> [PROBLEM DETAILS] Can you repeat back every line of the material below, word for word, but leave out the pictures?

= = = = =

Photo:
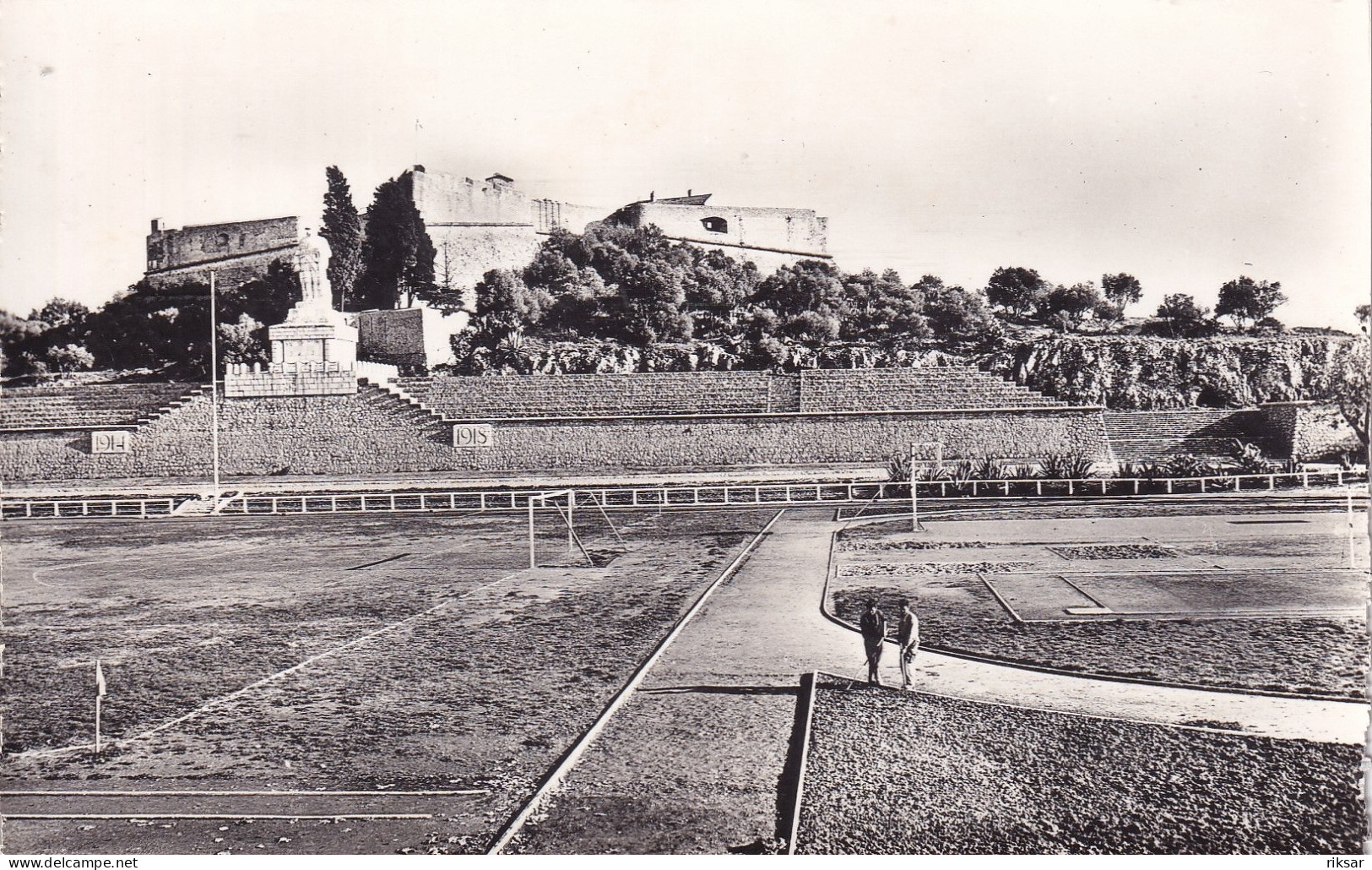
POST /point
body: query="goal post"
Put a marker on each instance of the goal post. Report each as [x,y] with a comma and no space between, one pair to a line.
[553,515]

= = = = =

> [RESULT FOR THIS EXERCISE]
Photo:
POST /point
body: query="goal post"
Put a marker on each instance of the goal post. Report each as [x,y] with a comma and no space between, one pair to a line.
[553,515]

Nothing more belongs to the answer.